— Your goal —
Write out all of the entries exactly, please.

::::

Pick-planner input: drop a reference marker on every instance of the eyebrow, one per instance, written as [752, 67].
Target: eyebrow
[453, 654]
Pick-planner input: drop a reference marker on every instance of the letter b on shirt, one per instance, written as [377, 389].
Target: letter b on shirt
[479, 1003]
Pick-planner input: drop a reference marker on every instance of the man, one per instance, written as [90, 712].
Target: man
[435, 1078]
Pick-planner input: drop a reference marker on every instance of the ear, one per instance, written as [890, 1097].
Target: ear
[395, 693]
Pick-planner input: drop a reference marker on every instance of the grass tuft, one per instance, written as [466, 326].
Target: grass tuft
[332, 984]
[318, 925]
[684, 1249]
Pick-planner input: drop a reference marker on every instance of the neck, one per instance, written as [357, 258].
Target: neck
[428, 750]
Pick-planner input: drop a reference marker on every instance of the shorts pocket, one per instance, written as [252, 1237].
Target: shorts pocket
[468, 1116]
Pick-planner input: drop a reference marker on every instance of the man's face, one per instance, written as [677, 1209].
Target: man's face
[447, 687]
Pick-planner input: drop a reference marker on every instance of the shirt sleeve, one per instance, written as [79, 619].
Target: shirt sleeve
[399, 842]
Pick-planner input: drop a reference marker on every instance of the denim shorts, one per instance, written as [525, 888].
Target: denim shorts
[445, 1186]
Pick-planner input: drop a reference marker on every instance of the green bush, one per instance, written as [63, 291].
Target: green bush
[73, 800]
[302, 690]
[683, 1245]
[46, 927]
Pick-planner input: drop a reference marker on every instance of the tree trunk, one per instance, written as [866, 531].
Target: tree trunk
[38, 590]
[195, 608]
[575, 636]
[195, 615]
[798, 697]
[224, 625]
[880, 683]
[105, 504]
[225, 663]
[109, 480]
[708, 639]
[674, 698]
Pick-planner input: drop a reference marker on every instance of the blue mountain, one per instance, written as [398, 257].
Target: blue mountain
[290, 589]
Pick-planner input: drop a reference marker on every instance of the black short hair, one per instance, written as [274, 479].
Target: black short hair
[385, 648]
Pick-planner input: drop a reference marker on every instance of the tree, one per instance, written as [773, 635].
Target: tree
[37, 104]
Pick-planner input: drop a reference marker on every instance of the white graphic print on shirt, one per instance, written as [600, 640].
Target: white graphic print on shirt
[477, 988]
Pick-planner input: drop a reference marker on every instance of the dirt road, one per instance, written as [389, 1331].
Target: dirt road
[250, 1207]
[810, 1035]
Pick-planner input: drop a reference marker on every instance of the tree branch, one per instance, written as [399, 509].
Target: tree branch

::::

— Problem solution —
Pick-planner input: drop a reference marker on every instance of the eyebrow, one per instance, written as [752, 67].
Target: eyebrow
[453, 654]
Pick-planner input: drop a reference marker on every instance of the letter b on shirt, one per instance, written as [377, 389].
Target: letter b on shirt
[479, 1003]
Pick-planner input: drop a reference marker on every instance of the man, one per instance, written as [90, 712].
Target: man
[435, 1078]
Pick-planner input: drop a reference marker on every instance of the ear, one per instance, written as [890, 1097].
Target: ear
[395, 693]
Pick-planner input: drop a reference marker on every instance of the grass tuft, one per instance, written as [466, 326].
Target: grass tuft
[332, 984]
[318, 925]
[684, 1249]
Pick-planner input: drop a reference marker on every instance of the neck, one per instance, written as [357, 258].
Target: neck
[428, 750]
Pick-planner input: drop a reference marker on every instance of the shorts pocket, one per instance, written as [252, 1237].
Target: shorts pocket
[468, 1116]
Pick-planner input: drop a reference marker on every instance of the man's face, one per instance, written as [677, 1209].
Target: man's face
[447, 687]
Pick-planner input: drop a reference marker on every instance of the shirt sleeve, one per instance, written as [79, 619].
Target: shirt sleeve
[399, 842]
Pick-planner input: drop a reference marker on every instance of the denim shorts, one per instance, written as [525, 888].
Target: denim shorts
[445, 1186]
Pick-planner input: drop a reference marker on every instance of the green bush, one per instance, written as [63, 291].
Target: green bush
[73, 800]
[302, 690]
[683, 1245]
[46, 927]
Pick-planner input: drop a reference marker on every instance of the tree trunk, one per instance, written as [866, 531].
Target: tree trunk
[38, 590]
[195, 608]
[575, 636]
[195, 615]
[798, 697]
[224, 625]
[880, 683]
[105, 504]
[225, 663]
[109, 480]
[708, 639]
[674, 698]
Pick-planner input: drop a reference marker on every instance of the blue mountain, one per instance, written as [398, 257].
Target: blue mountain
[290, 589]
Pick-planner input: drop a reference marker on every instance of the black short hair, one per instance, written as [274, 479].
Target: black short hair
[385, 648]
Pick-planner input: drop a reference marker on every instance of the tree, one per instance, written as [773, 635].
Target: tree
[37, 104]
Pick-planner input: drop a reference marker on every instance of the white graphic print on shirt, one per instance, written as [600, 640].
Target: white graphic print on shirt
[477, 988]
Pick-planner input: drop a reference marker on every instance of the dirt road, one per instance, written as [389, 1331].
Target: dirt road
[250, 1207]
[810, 1035]
Pick-planner input: drop a reference marker on every instance of the tree branch, one per instance, written as [399, 509].
Target: tree branch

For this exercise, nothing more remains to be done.